DESCRIPTION OF THE TASK: Only the pictures are to be dropped, and the rest of the data should be copied exactly.

[[ ENTRIES SHOWN open ]]

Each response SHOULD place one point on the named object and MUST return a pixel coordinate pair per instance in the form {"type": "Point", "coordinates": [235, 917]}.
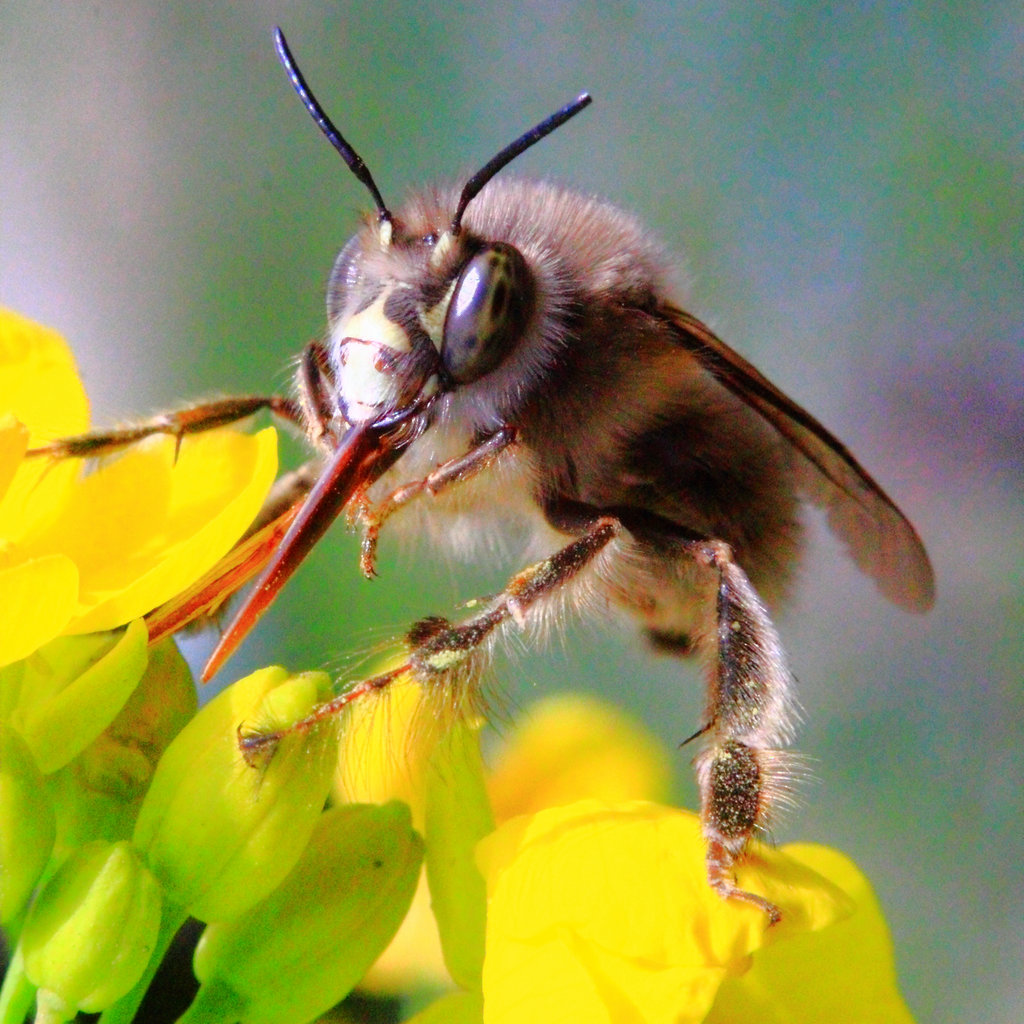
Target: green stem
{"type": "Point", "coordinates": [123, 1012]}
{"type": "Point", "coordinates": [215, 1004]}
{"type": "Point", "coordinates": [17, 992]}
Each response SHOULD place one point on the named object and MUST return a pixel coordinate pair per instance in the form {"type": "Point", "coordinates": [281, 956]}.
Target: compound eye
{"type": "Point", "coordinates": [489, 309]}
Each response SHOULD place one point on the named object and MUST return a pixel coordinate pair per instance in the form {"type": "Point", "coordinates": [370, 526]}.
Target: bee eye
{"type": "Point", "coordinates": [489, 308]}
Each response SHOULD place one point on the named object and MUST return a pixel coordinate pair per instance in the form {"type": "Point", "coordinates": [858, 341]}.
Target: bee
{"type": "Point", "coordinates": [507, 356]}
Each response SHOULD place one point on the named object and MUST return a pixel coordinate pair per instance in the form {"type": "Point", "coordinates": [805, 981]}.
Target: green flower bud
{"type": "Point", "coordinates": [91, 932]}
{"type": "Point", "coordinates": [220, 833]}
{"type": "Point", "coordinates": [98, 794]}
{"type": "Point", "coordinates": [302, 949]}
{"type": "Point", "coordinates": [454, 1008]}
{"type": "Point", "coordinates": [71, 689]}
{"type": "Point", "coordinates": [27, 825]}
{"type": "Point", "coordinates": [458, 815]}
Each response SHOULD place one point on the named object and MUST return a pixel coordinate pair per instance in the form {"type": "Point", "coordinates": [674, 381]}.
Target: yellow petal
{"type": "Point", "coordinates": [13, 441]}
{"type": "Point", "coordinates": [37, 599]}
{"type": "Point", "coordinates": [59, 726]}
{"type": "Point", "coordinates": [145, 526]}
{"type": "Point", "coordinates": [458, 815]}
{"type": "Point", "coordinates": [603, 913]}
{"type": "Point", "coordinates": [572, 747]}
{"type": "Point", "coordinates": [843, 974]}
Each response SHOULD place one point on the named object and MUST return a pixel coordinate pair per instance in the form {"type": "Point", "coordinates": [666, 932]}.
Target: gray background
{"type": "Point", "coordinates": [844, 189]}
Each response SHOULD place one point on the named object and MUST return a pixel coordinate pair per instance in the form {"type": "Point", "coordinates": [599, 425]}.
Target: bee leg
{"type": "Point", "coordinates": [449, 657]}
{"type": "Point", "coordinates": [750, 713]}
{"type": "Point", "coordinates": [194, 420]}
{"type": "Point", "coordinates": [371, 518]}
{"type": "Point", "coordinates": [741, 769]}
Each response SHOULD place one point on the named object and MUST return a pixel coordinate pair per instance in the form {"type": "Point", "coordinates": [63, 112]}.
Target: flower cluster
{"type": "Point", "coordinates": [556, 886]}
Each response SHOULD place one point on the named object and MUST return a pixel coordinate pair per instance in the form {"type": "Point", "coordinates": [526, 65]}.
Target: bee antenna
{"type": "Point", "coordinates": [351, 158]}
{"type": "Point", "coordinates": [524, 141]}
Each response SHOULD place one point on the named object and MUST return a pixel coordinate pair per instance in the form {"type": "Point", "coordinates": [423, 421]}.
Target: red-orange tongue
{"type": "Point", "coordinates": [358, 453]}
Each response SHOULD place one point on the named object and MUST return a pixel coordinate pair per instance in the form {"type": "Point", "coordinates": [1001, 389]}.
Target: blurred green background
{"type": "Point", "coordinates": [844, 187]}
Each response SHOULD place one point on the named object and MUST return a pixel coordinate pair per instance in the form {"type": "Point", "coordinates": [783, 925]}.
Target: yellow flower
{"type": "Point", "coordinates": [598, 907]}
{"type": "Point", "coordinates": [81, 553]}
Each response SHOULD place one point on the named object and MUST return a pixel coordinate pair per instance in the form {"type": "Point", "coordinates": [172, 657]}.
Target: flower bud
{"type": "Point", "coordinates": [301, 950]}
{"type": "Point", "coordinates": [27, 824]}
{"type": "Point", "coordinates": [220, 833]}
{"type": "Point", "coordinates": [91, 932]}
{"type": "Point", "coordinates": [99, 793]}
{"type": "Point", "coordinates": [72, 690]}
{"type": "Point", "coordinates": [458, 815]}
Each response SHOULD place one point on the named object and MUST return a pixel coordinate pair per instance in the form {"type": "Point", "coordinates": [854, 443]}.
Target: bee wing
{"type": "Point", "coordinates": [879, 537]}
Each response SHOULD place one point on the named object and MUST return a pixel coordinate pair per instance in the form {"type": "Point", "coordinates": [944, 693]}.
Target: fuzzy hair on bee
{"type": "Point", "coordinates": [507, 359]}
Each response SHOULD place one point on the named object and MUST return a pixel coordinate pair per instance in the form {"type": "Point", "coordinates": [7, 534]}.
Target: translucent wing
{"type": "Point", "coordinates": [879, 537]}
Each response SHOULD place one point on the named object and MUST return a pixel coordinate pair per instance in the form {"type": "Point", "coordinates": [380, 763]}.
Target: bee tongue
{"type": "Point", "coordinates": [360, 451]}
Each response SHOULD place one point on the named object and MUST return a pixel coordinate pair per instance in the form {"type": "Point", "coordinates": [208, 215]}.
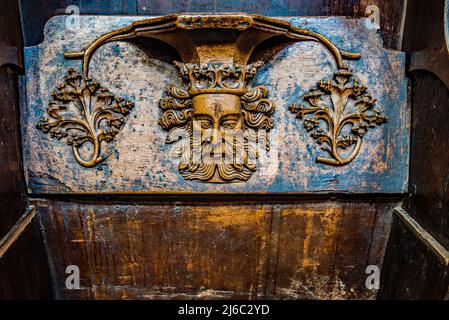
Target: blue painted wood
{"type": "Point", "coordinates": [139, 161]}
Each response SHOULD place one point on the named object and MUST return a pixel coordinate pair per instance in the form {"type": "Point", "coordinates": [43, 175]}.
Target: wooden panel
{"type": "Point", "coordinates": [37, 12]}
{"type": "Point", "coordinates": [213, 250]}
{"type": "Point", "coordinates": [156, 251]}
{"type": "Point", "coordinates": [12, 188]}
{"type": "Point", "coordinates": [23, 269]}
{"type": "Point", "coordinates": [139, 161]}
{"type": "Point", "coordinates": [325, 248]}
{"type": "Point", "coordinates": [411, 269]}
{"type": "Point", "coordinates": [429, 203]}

[[ ENTRIES SHOWN closed ]]

ANSWER BELOW:
Each response SHOULD place one point on the named object and MUST return a pixel coordinate pair per instance in the form {"type": "Point", "coordinates": [235, 917]}.
Target: green stem
{"type": "Point", "coordinates": [123, 1012]}
{"type": "Point", "coordinates": [215, 1004]}
{"type": "Point", "coordinates": [17, 992]}
Each response SHOULD place one point on the named object and MUST return a pixel coordinate pair per instance in the form {"type": "Point", "coordinates": [281, 956]}.
Target: compound eye
{"type": "Point", "coordinates": [489, 309]}
Each response SHOULD place one point on the named object and MUST return a pixel coordinate pair per instance in the form {"type": "Point", "coordinates": [370, 526]}.
Target: bee eye
{"type": "Point", "coordinates": [489, 308]}
Each response SHOULD place one point on the named object and MUST return a pixel coordinate pair per instance in the form {"type": "Point", "coordinates": [858, 341]}.
Target: bee
{"type": "Point", "coordinates": [507, 356]}
Each response SHOULD place one point on the named object and MUST return a pixel coordinate pair per instance in the form {"type": "Point", "coordinates": [805, 981]}.
Target: green flower bud
{"type": "Point", "coordinates": [91, 932]}
{"type": "Point", "coordinates": [220, 833]}
{"type": "Point", "coordinates": [98, 794]}
{"type": "Point", "coordinates": [302, 949]}
{"type": "Point", "coordinates": [454, 1008]}
{"type": "Point", "coordinates": [71, 689]}
{"type": "Point", "coordinates": [27, 825]}
{"type": "Point", "coordinates": [458, 815]}
Each response SHOULD place one point on the named object and MUST return a pixel coordinate pair per instance in the form {"type": "Point", "coordinates": [674, 381]}.
Target: yellow petal
{"type": "Point", "coordinates": [13, 441]}
{"type": "Point", "coordinates": [37, 599]}
{"type": "Point", "coordinates": [59, 726]}
{"type": "Point", "coordinates": [145, 526]}
{"type": "Point", "coordinates": [458, 815]}
{"type": "Point", "coordinates": [603, 913]}
{"type": "Point", "coordinates": [572, 747]}
{"type": "Point", "coordinates": [843, 974]}
Each response SHOULD place one point on the named object and MUST return a pixel coordinate pair per instance in the form {"type": "Point", "coordinates": [666, 932]}.
Target: gray background
{"type": "Point", "coordinates": [844, 189]}
Each response SHOULD place one point on the named object and MUST return a pixel coordinate pair per instance in the form {"type": "Point", "coordinates": [599, 425]}.
Target: bee leg
{"type": "Point", "coordinates": [449, 657]}
{"type": "Point", "coordinates": [750, 713]}
{"type": "Point", "coordinates": [194, 420]}
{"type": "Point", "coordinates": [371, 518]}
{"type": "Point", "coordinates": [741, 769]}
Each response SHOULD place one point on the named object and MUST return a pixel coordinate pair per instance in the form {"type": "Point", "coordinates": [63, 112]}.
Target: flower cluster
{"type": "Point", "coordinates": [556, 886]}
Each response SHOULD place one point on the named object and MUST return a pixel coordinate pair per instance in the form {"type": "Point", "coordinates": [526, 65]}.
Target: bee antenna
{"type": "Point", "coordinates": [351, 158]}
{"type": "Point", "coordinates": [524, 141]}
Each response SHOULD place one point on the named object and MUST return a pixel coordinate pair per instance in the form {"type": "Point", "coordinates": [423, 421]}.
Target: red-orange tongue
{"type": "Point", "coordinates": [358, 453]}
Each response SHOULD place one point on the named object and MUST return a pixel coordinate pair per instance in the form {"type": "Point", "coordinates": [1001, 389]}.
Target: blurred green background
{"type": "Point", "coordinates": [844, 187]}
Each response SHOULD place one point on the named object and MUST return a pixel coordinate pair per instance in the form {"type": "Point", "coordinates": [783, 925]}.
Target: yellow flower
{"type": "Point", "coordinates": [598, 907]}
{"type": "Point", "coordinates": [81, 553]}
Each response SHOULD place one point on the named object and MUST return a pixel coordinate pair per instance in the form {"type": "Point", "coordinates": [172, 657]}.
Target: flower bud
{"type": "Point", "coordinates": [301, 950]}
{"type": "Point", "coordinates": [27, 824]}
{"type": "Point", "coordinates": [220, 833]}
{"type": "Point", "coordinates": [91, 932]}
{"type": "Point", "coordinates": [99, 793]}
{"type": "Point", "coordinates": [72, 690]}
{"type": "Point", "coordinates": [458, 815]}
Each response SHOULD place one point on the named object and MUST return a pixel coordinate pair per instance in the form {"type": "Point", "coordinates": [854, 443]}.
Target: bee wing
{"type": "Point", "coordinates": [879, 537]}
Each response SHOULD place one point on the named object and MUST return a pixel coordinate pair per instance in the form {"type": "Point", "coordinates": [944, 693]}.
Target: fuzzy hair on bee
{"type": "Point", "coordinates": [507, 359]}
Each response SHOULD place one point on the named object and MUST return a pixel coordinate pair per instance in the form {"type": "Point", "coordinates": [7, 534]}.
Target: translucent wing
{"type": "Point", "coordinates": [879, 537]}
Each response SHOULD place one point on the named object and MUST return a pixel coordinate pair per instance in the form {"type": "Point", "coordinates": [380, 763]}.
Target: bee tongue
{"type": "Point", "coordinates": [360, 451]}
Each response SHOULD place one point on the named object and MUST return a pixel coordinate pair per instance in the form {"type": "Point", "coordinates": [208, 215]}.
Target: blue painted wood
{"type": "Point", "coordinates": [139, 161]}
Each response SHOULD place one point on the named object and MUST return a pixel coordinate pair per instance in the form {"type": "Point", "coordinates": [43, 175]}.
Target: wooden panel
{"type": "Point", "coordinates": [37, 12]}
{"type": "Point", "coordinates": [213, 250]}
{"type": "Point", "coordinates": [156, 251]}
{"type": "Point", "coordinates": [12, 188]}
{"type": "Point", "coordinates": [23, 269]}
{"type": "Point", "coordinates": [139, 161]}
{"type": "Point", "coordinates": [325, 248]}
{"type": "Point", "coordinates": [411, 269]}
{"type": "Point", "coordinates": [429, 203]}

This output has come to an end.